───── Text section

# Hypothesis Tests on Experimental Data: Housing Discrimination Test Example

In [1]:
import warnings
warnings.filterwarnings("ignore")
import pandas as pd
import numpy as np
from scipy import stats
np.random.seed(10)


Let's simulate some housing discrimination tester data. Suppose a testing organization hired 20 white people and 20 black people, trained them to behave identically and give identical answers to landlord questions, and sent them into a large housing complex to inquire about one-bedroom apartments. The testers were instructed to ask how much rent is on one-bedrooms in the complex, but not to ask for an application---and then to record how much they were quoted, and whether they were offered an application anyway.

We'll assume that whether they're offered an application is a bernouli variable, i.e., a coin flip, and that the rent they're quoted is normally distributed. We'll simulate some racist data, i.e., where the probability that black people get offered an application is lower, and the mean rent is higher.

In [2]:
def generate_test(race, mean_rent, prob_application):
rent_charged = np.trunc(stats.norm.rvs(loc=mean_rent, scale=20, size=1))
application_offered = stats.bernoulli.rvs(p=prob_application, size=1)
return {"race": race, "rent": rent_charged[0], "application": application_offered[0]}
testers = []
for white_tester in range(20):
testers.append(generate_test("white", 500, 0.7))
for black_tester in range(20):
testers.append(generate_test("black", 550, 0.4))

──────────
───── Data provided

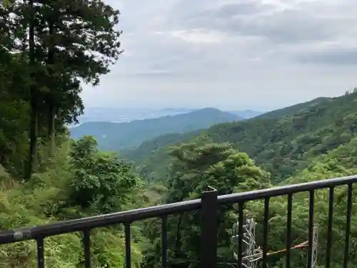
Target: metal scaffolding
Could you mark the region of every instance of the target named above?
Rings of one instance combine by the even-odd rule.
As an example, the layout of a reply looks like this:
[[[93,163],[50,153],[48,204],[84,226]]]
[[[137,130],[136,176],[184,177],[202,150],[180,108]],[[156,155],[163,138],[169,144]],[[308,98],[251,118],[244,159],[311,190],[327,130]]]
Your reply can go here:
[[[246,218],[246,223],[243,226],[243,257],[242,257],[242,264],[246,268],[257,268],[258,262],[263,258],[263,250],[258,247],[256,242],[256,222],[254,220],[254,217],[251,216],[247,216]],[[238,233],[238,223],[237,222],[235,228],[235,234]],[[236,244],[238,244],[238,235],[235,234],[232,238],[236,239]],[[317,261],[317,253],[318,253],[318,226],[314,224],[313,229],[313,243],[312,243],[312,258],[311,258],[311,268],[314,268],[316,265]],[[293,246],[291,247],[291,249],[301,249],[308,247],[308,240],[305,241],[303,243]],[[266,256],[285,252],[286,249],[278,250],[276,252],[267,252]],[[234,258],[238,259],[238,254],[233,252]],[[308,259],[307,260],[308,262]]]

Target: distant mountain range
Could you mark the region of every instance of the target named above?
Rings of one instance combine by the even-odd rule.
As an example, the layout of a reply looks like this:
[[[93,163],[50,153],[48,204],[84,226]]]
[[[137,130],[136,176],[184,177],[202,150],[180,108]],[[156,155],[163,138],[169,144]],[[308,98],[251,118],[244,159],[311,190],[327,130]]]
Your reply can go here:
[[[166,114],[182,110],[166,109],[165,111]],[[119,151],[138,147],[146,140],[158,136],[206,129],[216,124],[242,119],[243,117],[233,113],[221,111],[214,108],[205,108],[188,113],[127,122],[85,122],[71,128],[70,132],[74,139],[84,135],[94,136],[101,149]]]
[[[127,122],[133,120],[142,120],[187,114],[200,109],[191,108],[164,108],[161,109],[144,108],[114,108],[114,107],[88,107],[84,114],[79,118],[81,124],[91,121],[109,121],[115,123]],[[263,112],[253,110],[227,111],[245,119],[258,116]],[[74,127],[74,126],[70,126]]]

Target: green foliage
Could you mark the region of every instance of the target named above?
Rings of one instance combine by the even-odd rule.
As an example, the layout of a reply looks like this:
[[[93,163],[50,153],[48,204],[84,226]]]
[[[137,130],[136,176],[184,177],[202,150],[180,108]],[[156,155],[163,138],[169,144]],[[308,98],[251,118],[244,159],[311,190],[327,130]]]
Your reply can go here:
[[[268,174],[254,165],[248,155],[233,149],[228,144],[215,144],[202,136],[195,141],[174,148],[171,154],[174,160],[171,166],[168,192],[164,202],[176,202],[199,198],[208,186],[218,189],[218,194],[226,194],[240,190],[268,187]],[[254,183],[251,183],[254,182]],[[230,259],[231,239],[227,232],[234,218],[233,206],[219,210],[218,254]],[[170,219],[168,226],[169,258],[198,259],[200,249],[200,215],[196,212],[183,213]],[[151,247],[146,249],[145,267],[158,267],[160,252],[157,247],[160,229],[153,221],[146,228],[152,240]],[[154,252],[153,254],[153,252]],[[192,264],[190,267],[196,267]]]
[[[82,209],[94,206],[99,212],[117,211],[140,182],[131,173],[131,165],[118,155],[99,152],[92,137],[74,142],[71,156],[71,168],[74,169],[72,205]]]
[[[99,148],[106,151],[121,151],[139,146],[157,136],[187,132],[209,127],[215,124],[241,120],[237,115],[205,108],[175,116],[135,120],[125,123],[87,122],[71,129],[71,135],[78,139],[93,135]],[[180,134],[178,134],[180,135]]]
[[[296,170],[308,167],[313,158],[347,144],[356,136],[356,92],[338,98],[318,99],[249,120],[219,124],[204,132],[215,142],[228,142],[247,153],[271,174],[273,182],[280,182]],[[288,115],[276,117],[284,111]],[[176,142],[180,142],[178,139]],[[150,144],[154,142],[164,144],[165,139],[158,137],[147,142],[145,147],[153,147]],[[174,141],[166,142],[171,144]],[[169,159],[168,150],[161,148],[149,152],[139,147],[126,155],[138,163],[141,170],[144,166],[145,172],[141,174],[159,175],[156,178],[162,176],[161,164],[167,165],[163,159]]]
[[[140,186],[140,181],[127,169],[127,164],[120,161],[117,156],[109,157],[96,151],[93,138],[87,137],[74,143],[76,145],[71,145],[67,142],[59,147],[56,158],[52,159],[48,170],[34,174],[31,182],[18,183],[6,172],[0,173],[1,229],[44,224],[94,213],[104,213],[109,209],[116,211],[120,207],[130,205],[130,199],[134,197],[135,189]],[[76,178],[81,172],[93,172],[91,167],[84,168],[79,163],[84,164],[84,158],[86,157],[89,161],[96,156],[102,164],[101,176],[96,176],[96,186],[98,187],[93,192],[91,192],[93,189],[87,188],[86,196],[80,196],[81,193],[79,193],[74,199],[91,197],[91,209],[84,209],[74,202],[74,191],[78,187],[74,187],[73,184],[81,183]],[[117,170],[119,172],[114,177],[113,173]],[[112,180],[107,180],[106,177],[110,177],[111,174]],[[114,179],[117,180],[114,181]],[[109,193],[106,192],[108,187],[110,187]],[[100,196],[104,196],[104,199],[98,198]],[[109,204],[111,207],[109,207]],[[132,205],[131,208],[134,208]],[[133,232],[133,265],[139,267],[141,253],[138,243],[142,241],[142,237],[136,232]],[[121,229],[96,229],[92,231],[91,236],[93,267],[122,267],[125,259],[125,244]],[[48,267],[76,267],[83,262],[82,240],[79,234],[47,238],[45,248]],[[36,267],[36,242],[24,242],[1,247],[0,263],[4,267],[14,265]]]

──────────

> _Task instructions_
1. Answer these questions using the housing discrimination example.
(a) How many testers of each race did the testing organization hire?
(b) What distribution is the quoted rent assumed to follow?
(c) What probability of being offered an application does the code pass for white testers?
2. State whether each statement agrees with the housing discrimination example. Support each yes or no with a quotation from it.
(a) The testers were instructed to ask for an application.
(b) The random seed is set to 10.
(c) The simulated rent uses a scale of 50.

> _Solutions for each task_
1.
(a) 20 white people and 20 black people.
(b) A normal distribution.
(c) 0.7.

2.
(a) No: "but not to ask for an application"
(b) Yes: "np.random.seed(10)"
(c) No: "scale=20"